Pull out the lines of the records from the line containing "Pin every instance of the rock" up to and including the last line of the records, and repeat them exactly.

**Data pulled from a collection:**

----------

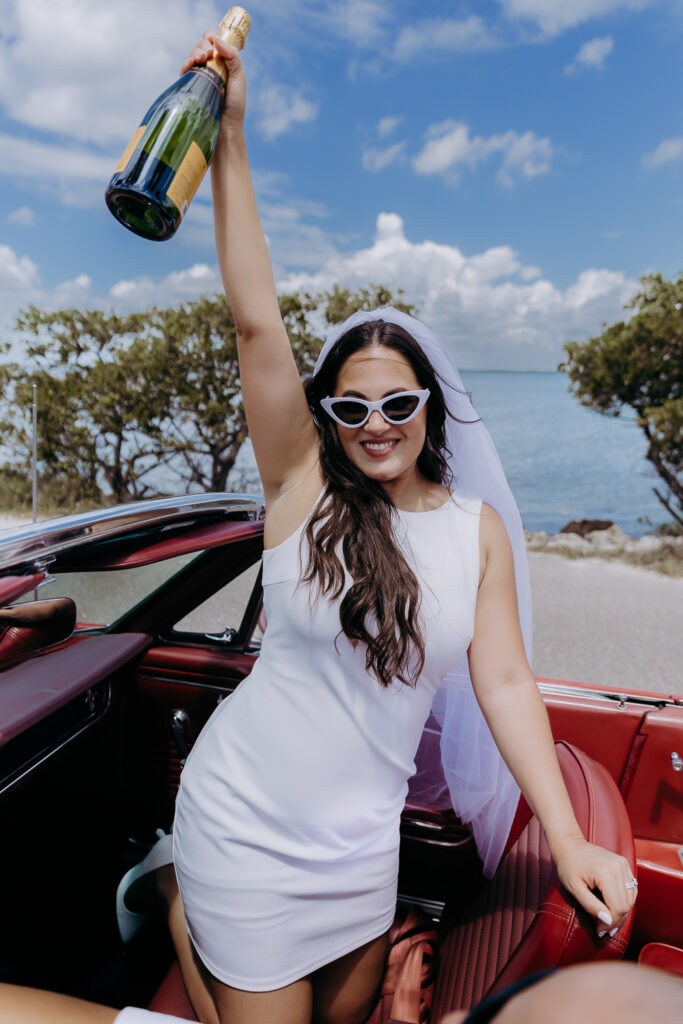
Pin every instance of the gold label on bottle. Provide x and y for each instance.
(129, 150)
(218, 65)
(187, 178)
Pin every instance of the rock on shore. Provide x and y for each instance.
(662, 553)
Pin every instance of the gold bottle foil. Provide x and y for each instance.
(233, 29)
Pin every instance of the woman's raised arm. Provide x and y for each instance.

----------

**Answer for this exercise:**
Pin every instance of the rock on shore. Provide x and y for each instance.
(662, 553)
Pin every instance of the gold bottle foil. Provide x and y for each instance.
(233, 29)
Pin every instance of the woman's raised arm. Provide x and y for each instance.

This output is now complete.